[TEXT PASSAGE]
Among the total of 42 patients enrolled in the clinical trial, 10 did not participate in the functional CT study for various reasons, including a history of allergy (n = 2), elevated creatinine level (n =3), and a lack of appropriate lesions for scanning (n =5). The other 32 patients underwent pretreatment functional CT, but 15 of them were unable to undergo follow-up functional CT 12 weeks after treatment because of rapid disease progression (n = 9), poor performance status (n = 3), elevated creatinine level (n = 2), and small lesion size (n = 1). The other 17 patients underwent at least one follow-up functional CT study 12 weeks after treatment. However, one of the patients was excluded from analysis because of the presence of breathing artifacts on the functional CT images. Thus, the final study group was composed of 16 patients (14 men, two women; age range, 42-68 years; mean age, 53 years) who had one to three metastatic lesions for a total of 25 tumors. After 12 weeks of treatment, among the 25 tumors, one lesion responded completely, and another lesion, in a different patient, could not be scanned, leaving 23 evaluable lesions in the statistical analysis. Ten of the 16 patients, with 14 tumors, underwent a second follow-up functional CT examination 24 weeks after treatment. The anatomic locations of the 23 metastatic tumors were liver (n = 4), retroperitoneal lymph nodes (n = 4), lung (n = 3), lung hilar lymph nodes (n = 3), adrenal gland (n = 3), renal fossa recurrent disease (n = 2), chest wall (n =1), sacrum (n = 1), abdominal wall (n = 1), and pancreas (n = 1). The mean pretreatment size (measured as the longest diameter of each lesion in centimeters) of the 23 metastatic tumors (perfused lesions) was 4.2 cm (range, 2.0-7.2 cm).

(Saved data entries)
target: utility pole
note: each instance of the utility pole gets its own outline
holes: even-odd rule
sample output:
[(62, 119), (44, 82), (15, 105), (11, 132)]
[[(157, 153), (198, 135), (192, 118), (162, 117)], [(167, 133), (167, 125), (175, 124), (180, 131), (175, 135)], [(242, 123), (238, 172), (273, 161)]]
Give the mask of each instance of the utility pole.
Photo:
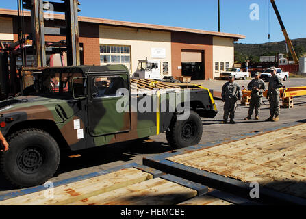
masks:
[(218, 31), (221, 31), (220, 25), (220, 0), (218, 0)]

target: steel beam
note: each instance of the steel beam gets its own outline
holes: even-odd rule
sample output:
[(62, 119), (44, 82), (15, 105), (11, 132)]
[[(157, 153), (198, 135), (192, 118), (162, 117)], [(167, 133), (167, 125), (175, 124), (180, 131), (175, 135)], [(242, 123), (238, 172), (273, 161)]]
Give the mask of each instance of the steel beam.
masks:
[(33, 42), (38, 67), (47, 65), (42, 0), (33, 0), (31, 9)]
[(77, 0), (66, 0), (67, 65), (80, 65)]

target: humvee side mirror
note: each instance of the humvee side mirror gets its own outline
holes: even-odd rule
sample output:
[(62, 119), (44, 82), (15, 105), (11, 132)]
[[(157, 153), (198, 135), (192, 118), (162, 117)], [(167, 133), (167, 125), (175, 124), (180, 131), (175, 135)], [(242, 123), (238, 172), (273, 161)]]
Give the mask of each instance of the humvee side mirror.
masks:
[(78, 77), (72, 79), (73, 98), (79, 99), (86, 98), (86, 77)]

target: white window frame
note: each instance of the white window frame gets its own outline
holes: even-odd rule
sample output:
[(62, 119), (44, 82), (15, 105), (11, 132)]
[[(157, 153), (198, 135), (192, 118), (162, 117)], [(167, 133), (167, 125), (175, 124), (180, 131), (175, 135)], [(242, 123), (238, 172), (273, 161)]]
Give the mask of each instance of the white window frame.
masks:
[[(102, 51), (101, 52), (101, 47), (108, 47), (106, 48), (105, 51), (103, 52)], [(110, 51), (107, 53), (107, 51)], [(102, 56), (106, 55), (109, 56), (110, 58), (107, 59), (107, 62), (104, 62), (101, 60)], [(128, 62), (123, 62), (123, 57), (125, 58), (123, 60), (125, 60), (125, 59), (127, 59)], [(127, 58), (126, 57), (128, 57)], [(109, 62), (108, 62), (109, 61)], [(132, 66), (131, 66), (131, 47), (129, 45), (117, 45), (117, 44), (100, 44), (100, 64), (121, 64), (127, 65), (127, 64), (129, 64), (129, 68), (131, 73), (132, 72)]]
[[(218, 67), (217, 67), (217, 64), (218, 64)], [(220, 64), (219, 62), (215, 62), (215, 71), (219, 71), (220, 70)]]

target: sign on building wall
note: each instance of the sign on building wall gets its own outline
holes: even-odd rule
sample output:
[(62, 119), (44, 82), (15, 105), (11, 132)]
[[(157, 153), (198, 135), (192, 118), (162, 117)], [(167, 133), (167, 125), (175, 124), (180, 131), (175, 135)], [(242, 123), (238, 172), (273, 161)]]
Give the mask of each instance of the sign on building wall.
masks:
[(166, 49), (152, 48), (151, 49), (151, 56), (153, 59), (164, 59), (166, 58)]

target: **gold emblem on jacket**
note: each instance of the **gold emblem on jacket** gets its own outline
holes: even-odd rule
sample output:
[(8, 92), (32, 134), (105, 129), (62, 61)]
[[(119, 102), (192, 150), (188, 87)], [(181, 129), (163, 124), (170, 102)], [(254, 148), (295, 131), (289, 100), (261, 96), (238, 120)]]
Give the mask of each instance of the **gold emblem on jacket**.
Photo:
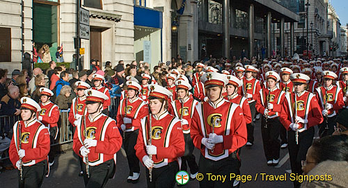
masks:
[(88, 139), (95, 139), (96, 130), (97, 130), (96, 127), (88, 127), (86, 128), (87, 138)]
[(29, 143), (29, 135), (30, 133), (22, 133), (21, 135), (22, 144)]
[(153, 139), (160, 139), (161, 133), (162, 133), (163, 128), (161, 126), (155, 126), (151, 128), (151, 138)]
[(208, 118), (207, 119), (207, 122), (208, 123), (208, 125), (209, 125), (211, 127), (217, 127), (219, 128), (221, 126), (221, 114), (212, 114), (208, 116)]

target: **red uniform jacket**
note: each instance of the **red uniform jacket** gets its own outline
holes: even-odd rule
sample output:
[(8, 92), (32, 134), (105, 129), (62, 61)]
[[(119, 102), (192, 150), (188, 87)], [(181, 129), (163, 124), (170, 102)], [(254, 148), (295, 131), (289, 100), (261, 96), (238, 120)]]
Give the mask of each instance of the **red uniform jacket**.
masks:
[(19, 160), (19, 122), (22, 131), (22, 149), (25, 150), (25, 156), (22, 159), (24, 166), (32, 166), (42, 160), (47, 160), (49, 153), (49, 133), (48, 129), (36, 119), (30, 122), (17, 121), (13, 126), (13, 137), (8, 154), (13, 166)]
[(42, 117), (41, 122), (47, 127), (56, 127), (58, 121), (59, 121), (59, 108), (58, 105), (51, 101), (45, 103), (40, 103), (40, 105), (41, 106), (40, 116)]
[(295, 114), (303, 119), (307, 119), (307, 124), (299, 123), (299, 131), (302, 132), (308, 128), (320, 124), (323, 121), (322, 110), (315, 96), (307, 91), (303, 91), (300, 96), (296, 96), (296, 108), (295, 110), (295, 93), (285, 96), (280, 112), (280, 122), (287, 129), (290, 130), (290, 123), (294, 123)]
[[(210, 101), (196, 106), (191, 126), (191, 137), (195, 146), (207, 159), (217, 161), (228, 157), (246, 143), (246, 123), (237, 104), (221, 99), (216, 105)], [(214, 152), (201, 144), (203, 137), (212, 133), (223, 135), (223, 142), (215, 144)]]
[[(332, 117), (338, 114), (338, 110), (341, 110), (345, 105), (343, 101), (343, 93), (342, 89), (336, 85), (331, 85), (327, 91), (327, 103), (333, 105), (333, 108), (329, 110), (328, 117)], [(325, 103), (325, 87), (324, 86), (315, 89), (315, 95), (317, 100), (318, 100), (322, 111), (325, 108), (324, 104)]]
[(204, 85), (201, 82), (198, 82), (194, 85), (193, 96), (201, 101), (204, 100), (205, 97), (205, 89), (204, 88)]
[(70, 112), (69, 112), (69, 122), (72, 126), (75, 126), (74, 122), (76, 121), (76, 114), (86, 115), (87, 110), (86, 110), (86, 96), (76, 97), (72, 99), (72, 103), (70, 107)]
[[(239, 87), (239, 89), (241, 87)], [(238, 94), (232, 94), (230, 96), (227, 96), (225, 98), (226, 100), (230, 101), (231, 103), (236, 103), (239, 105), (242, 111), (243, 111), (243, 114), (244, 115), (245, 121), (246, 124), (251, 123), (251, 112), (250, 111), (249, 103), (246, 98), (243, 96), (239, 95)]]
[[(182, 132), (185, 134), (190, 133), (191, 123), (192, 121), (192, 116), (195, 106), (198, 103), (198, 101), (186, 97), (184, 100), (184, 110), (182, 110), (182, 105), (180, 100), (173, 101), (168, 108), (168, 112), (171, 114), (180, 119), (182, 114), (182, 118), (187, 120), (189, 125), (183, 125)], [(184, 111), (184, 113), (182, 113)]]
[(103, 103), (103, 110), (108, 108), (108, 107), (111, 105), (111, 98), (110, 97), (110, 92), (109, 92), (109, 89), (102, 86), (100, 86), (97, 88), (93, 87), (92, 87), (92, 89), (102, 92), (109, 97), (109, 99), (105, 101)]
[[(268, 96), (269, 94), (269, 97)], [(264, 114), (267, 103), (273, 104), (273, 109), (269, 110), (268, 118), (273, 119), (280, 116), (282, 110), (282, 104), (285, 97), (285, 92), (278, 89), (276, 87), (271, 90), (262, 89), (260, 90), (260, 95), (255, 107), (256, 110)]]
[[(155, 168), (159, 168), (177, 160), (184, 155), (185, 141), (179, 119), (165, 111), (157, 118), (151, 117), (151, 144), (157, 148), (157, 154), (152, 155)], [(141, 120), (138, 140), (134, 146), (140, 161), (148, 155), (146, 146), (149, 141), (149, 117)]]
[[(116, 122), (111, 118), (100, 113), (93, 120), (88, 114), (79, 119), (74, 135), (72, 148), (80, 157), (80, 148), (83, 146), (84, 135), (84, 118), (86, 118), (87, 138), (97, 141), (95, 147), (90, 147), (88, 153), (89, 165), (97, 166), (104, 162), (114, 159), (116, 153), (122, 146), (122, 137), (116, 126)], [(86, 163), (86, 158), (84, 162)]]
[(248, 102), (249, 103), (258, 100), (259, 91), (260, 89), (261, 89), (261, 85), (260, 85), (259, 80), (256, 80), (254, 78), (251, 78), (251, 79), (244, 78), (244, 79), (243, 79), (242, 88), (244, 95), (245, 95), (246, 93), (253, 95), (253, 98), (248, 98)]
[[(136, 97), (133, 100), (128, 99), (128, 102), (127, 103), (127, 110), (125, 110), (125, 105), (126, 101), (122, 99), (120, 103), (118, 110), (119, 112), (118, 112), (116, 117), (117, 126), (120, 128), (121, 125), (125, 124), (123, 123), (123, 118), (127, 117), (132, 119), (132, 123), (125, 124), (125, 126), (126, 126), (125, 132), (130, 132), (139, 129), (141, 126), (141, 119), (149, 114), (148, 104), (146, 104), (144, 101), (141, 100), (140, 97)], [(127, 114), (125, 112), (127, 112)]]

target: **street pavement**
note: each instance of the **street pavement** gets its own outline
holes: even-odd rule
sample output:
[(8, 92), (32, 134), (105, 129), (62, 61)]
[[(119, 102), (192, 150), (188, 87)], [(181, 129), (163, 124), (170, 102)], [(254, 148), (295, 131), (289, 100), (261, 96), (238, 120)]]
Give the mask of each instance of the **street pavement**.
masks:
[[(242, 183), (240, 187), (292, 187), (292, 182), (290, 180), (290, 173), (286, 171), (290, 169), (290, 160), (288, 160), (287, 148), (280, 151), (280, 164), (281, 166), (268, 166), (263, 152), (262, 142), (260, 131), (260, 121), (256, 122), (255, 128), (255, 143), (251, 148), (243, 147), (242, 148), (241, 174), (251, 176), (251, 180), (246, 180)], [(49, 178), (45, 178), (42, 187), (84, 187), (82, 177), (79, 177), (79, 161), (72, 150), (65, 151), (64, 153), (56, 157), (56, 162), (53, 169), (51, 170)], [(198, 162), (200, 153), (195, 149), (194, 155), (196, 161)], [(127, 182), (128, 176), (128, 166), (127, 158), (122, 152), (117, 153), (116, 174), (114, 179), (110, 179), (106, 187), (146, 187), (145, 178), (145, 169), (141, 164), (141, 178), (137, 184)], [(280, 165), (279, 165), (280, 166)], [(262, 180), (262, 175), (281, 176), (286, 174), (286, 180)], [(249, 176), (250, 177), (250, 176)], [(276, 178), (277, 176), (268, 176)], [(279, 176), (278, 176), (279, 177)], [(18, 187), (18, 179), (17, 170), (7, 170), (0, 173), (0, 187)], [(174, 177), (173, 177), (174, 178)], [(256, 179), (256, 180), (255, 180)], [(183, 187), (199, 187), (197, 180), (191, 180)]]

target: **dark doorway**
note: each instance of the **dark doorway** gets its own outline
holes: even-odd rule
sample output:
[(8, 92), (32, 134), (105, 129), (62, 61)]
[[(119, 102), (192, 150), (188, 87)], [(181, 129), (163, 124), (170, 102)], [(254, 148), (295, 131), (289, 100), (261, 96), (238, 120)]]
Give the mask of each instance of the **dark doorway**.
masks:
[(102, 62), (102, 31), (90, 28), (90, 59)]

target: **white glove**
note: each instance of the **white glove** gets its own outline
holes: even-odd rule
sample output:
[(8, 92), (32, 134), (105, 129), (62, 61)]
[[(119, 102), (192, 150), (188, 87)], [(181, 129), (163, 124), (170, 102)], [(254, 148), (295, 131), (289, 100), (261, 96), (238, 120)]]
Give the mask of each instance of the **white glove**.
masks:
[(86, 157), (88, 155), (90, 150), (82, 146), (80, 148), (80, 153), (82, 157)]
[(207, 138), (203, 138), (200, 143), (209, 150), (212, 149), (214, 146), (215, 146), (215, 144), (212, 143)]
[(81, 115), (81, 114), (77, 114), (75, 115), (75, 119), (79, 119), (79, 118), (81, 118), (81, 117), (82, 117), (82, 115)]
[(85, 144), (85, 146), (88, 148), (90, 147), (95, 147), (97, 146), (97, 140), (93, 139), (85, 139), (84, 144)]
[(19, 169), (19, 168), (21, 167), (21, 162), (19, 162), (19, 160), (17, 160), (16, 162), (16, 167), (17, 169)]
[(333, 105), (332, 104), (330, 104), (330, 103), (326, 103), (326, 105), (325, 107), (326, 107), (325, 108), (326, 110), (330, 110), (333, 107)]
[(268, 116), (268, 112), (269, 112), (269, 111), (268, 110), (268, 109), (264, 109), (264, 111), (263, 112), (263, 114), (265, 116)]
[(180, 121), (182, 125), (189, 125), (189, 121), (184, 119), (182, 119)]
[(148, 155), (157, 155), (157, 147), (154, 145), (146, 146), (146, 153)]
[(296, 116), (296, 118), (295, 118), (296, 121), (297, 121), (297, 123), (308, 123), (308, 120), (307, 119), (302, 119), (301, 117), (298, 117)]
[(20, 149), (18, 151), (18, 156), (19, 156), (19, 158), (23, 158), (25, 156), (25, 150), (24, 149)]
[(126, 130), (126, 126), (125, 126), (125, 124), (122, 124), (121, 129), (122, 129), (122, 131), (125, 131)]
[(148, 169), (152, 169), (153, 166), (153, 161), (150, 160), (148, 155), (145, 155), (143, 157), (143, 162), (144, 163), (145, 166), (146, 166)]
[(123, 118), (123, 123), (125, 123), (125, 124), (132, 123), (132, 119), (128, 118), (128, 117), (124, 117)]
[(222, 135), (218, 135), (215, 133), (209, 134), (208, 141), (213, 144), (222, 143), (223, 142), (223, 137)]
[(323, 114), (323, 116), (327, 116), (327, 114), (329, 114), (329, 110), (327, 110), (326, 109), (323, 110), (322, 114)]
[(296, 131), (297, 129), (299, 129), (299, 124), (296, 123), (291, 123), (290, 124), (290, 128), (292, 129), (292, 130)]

---

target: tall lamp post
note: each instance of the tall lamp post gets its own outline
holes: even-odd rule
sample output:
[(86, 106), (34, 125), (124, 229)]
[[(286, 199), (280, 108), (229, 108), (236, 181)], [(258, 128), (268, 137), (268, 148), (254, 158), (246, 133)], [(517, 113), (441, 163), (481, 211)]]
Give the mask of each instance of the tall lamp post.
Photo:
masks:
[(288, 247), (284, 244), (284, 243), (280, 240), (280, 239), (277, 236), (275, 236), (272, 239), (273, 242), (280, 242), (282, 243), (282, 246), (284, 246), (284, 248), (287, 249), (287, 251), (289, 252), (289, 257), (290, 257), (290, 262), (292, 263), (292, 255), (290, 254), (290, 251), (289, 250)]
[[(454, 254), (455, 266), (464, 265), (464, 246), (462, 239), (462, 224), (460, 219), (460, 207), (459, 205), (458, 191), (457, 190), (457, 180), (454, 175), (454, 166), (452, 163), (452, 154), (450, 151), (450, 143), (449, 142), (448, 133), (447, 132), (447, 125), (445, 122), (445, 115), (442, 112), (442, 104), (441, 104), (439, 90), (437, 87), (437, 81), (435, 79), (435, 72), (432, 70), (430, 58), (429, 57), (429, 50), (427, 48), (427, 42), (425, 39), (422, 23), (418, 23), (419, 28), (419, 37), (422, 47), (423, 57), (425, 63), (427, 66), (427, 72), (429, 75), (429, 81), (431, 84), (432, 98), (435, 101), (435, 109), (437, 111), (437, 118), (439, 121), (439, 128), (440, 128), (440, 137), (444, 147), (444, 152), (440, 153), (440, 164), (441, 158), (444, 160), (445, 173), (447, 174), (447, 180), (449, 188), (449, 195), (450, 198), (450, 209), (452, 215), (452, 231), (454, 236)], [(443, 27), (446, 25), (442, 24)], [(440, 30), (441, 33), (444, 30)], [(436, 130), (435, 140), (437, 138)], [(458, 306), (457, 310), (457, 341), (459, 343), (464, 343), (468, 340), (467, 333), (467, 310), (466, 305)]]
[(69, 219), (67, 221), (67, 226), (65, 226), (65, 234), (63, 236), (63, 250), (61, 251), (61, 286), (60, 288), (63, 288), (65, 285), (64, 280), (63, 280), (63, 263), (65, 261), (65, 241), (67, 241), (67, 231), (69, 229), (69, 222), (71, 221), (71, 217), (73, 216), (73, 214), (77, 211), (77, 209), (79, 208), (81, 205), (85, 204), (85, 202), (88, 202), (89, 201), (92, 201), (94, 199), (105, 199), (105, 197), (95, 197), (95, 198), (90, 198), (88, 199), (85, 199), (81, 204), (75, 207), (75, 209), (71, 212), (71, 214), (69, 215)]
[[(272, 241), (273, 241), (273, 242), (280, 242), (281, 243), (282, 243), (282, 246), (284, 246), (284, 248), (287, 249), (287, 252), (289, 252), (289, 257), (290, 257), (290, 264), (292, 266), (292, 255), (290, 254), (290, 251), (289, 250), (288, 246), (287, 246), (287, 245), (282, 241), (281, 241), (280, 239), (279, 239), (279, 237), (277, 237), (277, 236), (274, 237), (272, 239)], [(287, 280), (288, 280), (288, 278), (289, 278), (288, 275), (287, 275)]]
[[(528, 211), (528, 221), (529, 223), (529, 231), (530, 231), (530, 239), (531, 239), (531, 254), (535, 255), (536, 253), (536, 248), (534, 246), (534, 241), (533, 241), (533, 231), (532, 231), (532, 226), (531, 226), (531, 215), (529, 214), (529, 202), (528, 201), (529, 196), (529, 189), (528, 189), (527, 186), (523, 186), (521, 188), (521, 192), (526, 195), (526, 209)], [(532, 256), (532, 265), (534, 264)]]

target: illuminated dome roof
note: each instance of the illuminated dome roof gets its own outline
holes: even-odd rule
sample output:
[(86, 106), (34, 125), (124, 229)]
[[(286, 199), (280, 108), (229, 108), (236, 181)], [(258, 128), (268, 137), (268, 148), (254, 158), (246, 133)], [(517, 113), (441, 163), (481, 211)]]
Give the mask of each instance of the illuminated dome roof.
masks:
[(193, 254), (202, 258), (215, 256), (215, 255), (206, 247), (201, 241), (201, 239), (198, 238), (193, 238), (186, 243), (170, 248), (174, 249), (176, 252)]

[WORK REQUEST] In the passage on the functional CT study, how many patients made up the final study group?

[ANSWER SPACE] 16 patients (14 men and two women).